◆ Problem to solve: A single number is the whole answer: the count of lines in these entries that hold "wooden".

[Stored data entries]
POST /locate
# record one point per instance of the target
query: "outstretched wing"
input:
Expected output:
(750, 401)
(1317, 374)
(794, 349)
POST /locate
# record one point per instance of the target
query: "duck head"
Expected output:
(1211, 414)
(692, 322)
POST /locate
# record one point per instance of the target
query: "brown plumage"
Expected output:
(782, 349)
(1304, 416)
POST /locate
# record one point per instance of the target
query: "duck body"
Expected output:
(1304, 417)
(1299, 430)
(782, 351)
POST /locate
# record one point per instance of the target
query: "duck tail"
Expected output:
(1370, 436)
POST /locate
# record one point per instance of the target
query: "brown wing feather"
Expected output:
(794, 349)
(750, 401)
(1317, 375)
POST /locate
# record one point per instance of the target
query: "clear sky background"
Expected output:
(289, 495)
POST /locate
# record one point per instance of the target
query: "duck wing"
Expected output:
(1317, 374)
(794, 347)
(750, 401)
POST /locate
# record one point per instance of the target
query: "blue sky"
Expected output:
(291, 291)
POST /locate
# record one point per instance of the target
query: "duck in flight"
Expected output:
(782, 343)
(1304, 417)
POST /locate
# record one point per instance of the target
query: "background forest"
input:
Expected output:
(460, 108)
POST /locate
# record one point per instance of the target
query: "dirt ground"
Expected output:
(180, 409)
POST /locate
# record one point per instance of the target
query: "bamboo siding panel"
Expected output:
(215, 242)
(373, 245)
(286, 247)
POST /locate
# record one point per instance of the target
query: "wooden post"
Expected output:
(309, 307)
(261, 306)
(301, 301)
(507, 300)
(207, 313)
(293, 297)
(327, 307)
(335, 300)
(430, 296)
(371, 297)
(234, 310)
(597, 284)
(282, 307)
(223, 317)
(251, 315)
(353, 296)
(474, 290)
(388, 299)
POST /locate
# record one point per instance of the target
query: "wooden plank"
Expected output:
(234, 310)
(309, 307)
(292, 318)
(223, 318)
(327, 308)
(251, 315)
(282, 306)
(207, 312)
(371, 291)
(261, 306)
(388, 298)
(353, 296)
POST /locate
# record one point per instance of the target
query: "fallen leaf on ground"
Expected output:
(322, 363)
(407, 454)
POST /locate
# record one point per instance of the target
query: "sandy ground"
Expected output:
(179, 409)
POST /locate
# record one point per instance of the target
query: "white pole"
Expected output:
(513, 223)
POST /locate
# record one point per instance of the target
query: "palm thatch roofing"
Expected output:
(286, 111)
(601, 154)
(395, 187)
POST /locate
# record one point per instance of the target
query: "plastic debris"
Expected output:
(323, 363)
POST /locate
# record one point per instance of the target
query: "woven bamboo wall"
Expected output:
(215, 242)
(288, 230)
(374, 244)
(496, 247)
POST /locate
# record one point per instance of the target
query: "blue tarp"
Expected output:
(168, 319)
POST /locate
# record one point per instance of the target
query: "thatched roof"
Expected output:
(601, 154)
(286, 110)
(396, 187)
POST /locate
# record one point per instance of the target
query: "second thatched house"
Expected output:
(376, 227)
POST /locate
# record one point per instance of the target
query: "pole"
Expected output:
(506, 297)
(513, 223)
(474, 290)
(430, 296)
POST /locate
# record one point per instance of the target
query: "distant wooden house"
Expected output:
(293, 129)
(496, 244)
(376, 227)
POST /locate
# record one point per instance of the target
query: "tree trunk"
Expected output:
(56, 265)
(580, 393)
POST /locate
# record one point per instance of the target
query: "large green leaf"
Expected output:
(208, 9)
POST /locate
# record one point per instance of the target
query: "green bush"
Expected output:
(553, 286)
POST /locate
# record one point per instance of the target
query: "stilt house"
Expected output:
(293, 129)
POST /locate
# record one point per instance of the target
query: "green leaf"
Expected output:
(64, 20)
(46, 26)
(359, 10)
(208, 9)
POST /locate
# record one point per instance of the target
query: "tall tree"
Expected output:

◆ Solution to this exercise: 3